_What the task asks_.
Please convert the stretch from the line that contains "It would mean a lot if you could detect the evergreen" through the line that contains "[947,649,1346,896]" into a Markdown table with the columns No. and Line, numbering each line and leaving out any blank lines.

_Excerpted records_.
==================================================
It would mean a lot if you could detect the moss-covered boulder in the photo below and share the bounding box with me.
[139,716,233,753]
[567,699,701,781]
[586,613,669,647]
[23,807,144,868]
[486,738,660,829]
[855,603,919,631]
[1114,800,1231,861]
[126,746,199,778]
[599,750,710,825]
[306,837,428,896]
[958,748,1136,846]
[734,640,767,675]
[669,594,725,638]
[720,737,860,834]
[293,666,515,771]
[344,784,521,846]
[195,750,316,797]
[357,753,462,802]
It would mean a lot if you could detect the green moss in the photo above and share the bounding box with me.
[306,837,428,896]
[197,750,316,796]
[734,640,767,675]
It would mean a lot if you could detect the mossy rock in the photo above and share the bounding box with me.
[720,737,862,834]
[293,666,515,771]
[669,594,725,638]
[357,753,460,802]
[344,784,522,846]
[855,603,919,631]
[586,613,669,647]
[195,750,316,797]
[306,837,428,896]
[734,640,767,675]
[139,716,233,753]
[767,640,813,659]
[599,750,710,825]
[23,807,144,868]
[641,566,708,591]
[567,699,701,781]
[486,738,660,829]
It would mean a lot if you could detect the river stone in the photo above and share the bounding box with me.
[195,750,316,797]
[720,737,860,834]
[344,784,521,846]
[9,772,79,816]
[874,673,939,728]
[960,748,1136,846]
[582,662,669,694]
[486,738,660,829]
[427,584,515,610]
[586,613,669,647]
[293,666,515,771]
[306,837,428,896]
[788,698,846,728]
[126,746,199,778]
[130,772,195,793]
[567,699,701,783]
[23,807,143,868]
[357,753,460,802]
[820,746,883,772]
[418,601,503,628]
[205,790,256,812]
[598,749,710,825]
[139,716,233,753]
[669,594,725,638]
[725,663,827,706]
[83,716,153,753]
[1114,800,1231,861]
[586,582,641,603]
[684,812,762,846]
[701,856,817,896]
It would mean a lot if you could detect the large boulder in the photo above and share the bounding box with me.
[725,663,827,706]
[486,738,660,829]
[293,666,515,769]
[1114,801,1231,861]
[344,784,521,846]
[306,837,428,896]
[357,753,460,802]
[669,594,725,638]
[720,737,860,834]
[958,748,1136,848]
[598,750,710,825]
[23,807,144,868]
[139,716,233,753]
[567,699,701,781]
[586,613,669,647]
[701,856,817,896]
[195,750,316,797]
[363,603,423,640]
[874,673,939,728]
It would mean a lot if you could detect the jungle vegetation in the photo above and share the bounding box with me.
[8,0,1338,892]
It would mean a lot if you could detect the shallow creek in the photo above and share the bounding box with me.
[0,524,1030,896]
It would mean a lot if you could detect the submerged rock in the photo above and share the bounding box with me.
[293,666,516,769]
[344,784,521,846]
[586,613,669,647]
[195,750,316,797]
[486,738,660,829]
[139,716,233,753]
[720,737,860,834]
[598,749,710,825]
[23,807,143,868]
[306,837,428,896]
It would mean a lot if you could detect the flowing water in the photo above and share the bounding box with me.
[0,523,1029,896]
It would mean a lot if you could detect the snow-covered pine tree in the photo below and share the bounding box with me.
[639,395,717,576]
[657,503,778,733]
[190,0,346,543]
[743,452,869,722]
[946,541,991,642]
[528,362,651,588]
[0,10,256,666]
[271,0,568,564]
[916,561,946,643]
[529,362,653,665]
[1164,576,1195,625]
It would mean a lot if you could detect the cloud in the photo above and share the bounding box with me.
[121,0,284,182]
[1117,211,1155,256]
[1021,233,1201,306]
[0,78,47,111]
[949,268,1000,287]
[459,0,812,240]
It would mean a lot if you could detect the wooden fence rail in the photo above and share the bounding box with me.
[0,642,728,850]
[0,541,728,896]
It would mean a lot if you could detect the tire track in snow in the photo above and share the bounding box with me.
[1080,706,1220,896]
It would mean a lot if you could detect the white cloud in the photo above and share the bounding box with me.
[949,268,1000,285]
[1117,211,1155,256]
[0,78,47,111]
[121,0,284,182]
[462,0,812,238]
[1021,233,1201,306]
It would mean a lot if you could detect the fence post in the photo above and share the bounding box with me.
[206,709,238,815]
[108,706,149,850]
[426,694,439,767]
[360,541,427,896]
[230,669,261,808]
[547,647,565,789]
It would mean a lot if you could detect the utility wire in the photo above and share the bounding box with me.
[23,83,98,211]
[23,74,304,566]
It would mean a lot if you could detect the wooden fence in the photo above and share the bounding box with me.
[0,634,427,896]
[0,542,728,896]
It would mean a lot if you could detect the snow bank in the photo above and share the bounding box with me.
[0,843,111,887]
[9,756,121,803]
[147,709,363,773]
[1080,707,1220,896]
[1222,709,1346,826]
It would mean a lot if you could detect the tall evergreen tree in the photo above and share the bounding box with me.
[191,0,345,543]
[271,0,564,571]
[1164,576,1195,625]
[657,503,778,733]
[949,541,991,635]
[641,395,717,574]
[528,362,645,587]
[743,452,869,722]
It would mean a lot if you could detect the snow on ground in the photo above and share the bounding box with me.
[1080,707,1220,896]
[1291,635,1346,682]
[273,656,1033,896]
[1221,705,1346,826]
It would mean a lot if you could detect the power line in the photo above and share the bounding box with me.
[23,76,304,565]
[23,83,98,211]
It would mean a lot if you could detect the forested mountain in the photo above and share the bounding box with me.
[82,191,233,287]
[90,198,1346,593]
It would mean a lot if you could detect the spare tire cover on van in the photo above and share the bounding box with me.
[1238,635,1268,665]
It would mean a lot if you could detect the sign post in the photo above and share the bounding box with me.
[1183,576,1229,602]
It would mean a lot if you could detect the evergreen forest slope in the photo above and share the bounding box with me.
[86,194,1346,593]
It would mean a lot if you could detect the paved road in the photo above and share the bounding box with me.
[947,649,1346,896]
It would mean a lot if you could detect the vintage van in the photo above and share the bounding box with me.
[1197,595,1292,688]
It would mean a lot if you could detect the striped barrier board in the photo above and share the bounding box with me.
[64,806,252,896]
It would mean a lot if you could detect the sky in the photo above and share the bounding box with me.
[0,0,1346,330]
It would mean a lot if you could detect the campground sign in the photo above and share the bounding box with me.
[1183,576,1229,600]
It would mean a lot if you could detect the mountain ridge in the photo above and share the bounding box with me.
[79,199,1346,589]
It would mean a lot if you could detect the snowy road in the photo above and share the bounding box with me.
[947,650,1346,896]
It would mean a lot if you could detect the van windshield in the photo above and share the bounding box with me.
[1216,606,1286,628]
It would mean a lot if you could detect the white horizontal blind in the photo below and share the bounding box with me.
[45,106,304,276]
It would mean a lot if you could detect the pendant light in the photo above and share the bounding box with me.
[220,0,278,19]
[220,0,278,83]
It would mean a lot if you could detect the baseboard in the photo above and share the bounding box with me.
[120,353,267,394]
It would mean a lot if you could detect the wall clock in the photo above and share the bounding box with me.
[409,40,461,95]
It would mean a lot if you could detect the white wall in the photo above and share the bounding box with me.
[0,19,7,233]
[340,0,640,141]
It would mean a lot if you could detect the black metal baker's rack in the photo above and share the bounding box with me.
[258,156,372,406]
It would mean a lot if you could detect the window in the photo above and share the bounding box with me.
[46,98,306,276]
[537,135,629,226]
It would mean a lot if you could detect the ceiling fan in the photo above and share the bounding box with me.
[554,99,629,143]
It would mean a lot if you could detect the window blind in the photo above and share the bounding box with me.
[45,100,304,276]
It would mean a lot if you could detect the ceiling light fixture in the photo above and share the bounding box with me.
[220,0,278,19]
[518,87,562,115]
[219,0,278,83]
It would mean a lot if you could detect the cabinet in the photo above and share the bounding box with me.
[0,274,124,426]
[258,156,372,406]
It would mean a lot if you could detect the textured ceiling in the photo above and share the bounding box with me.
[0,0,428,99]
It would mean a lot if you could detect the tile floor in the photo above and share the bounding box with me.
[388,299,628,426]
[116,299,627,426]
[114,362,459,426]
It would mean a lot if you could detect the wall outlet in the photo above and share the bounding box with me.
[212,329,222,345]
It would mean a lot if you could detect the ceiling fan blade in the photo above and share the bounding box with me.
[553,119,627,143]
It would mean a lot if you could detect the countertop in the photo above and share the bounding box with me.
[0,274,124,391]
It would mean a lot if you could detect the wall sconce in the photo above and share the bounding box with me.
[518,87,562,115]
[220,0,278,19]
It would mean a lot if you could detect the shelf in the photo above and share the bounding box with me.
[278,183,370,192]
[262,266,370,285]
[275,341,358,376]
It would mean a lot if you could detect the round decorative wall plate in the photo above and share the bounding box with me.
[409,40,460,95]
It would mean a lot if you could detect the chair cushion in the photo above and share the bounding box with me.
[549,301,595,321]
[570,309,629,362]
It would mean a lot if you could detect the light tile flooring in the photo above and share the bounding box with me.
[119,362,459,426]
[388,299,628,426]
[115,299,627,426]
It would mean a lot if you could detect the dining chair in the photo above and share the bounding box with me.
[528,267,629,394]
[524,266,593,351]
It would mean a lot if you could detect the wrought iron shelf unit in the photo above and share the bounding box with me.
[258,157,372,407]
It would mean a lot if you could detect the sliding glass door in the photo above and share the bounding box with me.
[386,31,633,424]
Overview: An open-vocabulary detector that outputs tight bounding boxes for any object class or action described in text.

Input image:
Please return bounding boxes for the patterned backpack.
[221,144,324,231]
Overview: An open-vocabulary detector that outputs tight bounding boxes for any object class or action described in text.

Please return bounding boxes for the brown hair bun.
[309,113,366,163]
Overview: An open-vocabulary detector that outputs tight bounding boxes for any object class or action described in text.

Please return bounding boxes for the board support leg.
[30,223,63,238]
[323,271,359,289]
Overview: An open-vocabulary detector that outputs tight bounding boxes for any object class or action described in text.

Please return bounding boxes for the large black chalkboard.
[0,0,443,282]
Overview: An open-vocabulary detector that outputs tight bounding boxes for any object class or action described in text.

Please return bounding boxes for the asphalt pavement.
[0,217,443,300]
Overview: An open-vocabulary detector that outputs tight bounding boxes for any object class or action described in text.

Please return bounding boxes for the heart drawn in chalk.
==================================================
_Response for this exercise_.
| No. | Line |
|---|---|
| 1 | It would mean a lot if you could detect the evergreen forest slope in the photo above and share the bounding box with me. |
| 2 | [86,194,1346,593] |
| 3 | It would mean a lot if you could detect the paved road in the photo above and share the bounding box with me. |
| 4 | [947,649,1346,896] |